▸ **WHAT IS BEING ASKED**
Please answer from the grappling text below: where in the Rules is the "speed is halved" rule for moving while grappling found?

The amount of distance a grappler can move after standing from prone is half their available movement, because standing consumed half of their initial available movement. Grappling does not change the rules related to standing from Prone.

Their remaining available movement will be modified by the grappling rules if they do not release the victim from the grapple.

Scenario 1

“The grappler has a speed of 60 feet. Standing up takes 30 feet. They stand, and only have 30 feet of movement left. Having someone grappled, they can only move 30 feet in any direction with the one they've grappled -- but they also have exactly 30 feet left. So they can move 30 feet in any direction with the one they grappled, so that being prone and grappling someone has no effect on you.”

Answer

No, intuitively not, because this would have them moving 30 feet forcing a grappled creature along with them, without suffering any movement penalty.

Let's look under the hood....

Grappler has speed of 60. He stands, using up half of his available movement. 30 feet remain.

Moving while grappling is covered by the Rule “speed is halved” (Chapter 9, page 77).

What do the Rules mean by “speed”? Which speed is halved, the 60 speed written on your Character Sheet or the 30 currently available to you?

Your speed as defined by the Rules is the distance in feet that the character or monster can walk in 1 round (Chapter 8, page 66). Or to paraphrase, the amount of movement available on your turn.

But we also know that the amount of movement available to you per turn (speed) changes during distinct phases because

However you’re moving, you deduct the distance of each part of your move from your speed until it is used up or until you are done moving. (Rules, Chapter 9, page 73, Movement and Position)

They realised that our speed might be modified differently, at different parts of our turn's movement.

After you have completed a "part of your movement" any subsequent part is distinct and separate and subject to whatever new conditions might be upon you. If part of your movement takes you through Difficult Terrain, only that part of your movement is penalised. If part of your movement takes you through the Area of Effect of Spirit Guardian, only that part of your movement is affected. If part of your movement has you penalised because you are standing from prone, only that part of your movement is penalised. And if part of your movement is used 'grapple-moving' only that part of your movement is penalised.

Putting it in another way, of your 60 feet of movement, you used half of it standing from prone. Were you moving while grappling as you did that? No, of course not. So the speed that is halved "when you are moving whilst grappling" excludes the first part of your movement which was not subject to that condition.

▸ **PROVIDED MATERIAL**
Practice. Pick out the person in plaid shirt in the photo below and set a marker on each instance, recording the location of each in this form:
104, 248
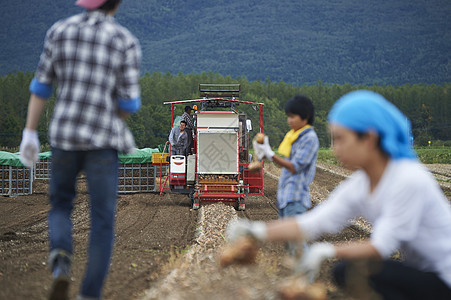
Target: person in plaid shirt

▸ **COMPLETED TASK**
Chapter 9, page 77.